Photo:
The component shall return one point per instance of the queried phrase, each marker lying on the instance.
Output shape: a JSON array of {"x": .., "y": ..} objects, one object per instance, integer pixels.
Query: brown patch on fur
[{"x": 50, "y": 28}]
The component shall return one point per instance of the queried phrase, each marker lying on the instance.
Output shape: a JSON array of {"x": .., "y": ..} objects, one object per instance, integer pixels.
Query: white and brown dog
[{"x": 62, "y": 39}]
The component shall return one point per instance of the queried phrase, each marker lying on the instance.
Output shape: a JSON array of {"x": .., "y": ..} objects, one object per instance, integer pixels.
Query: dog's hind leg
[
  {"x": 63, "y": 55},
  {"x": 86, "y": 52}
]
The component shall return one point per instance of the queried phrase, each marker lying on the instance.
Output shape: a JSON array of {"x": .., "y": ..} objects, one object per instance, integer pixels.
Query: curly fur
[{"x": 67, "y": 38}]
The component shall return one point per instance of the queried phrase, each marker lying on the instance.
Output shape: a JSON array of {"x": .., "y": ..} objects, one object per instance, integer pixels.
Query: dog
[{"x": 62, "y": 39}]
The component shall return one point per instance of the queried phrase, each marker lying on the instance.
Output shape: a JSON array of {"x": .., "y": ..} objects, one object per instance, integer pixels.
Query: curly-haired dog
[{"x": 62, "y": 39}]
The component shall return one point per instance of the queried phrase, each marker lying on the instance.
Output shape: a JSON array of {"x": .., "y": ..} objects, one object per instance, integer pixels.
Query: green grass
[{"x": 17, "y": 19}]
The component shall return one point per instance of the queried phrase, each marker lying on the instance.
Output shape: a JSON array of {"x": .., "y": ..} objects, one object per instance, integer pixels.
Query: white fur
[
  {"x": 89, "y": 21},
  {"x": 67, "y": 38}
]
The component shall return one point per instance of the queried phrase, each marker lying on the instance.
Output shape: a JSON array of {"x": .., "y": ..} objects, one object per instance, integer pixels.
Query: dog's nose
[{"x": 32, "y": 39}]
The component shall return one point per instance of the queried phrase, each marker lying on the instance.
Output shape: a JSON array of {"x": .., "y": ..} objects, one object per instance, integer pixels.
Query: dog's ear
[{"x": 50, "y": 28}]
........
| Prompt |
Give the listing above again, word for word.

| Answer to this problem |
Photo:
The component shall return one point per instance of the queried phrase, each marker lying on the instance.
Output shape: a JSON array of {"x": .., "y": ..} objects, one object per instance, integer pixels.
Query: brown patch on fur
[{"x": 50, "y": 28}]
The component shall return one point per instance of the queried phrase, each marker lying on the instance.
Output shape: a JSON array of {"x": .., "y": ..} objects, one object per instance, integer pixels.
Query: white and brown dog
[{"x": 62, "y": 39}]
The component shall return one point per instance of the queried phrase, each marker lying on the instance.
Output shape: a JSON array of {"x": .., "y": ..} objects, one object per instance, integer pixels.
Query: dog's hind leg
[
  {"x": 63, "y": 55},
  {"x": 86, "y": 52}
]
The component shall return one point per instance of the queried phrase, each marker lying on the instance.
Output shape: a JSON array of {"x": .., "y": ..} objects, one object per instance, integer pixels.
Query: curly fur
[{"x": 67, "y": 38}]
The component shall return one point per instance of the queried phrase, each marker lying on the instance.
Output shape: a JSON array of {"x": .., "y": ..} objects, one object per instance, integer pixels.
Query: dog
[{"x": 62, "y": 39}]
The component shall return one point per instance of the queried phrase, each marker lying on the instance.
Output shape: a JSON array of {"x": .., "y": ..} objects, one object per instance, integer pixels.
Query: curly-haired dog
[{"x": 62, "y": 39}]
The component shall return one point per instance of the queried phrase, each marker lying on the instance.
Output shape: a JSON array of {"x": .., "y": ..} objects, one object per instance, integer pixels.
Query: green grass
[{"x": 17, "y": 19}]
The component shall return one point per instance of the queried phrase, each marker lying on the instance.
Output shape: a JSON array of {"x": .., "y": ..} objects, one object per instance, integer pixels.
Query: white fur
[
  {"x": 89, "y": 21},
  {"x": 67, "y": 38}
]
The component shall return one point per instance of the queried phrase, each marker lying on the instance.
Output shape: a JSON array of {"x": .., "y": ..} objects, one object per instance, integer pixels.
Query: dog's nose
[{"x": 32, "y": 39}]
The component shall return one point per instance of the queried phrase, each marker lying on the instance.
Output shape: a JSON array of {"x": .., "y": ..} objects, one object per instance, integer pixels.
Query: dog's ear
[{"x": 50, "y": 28}]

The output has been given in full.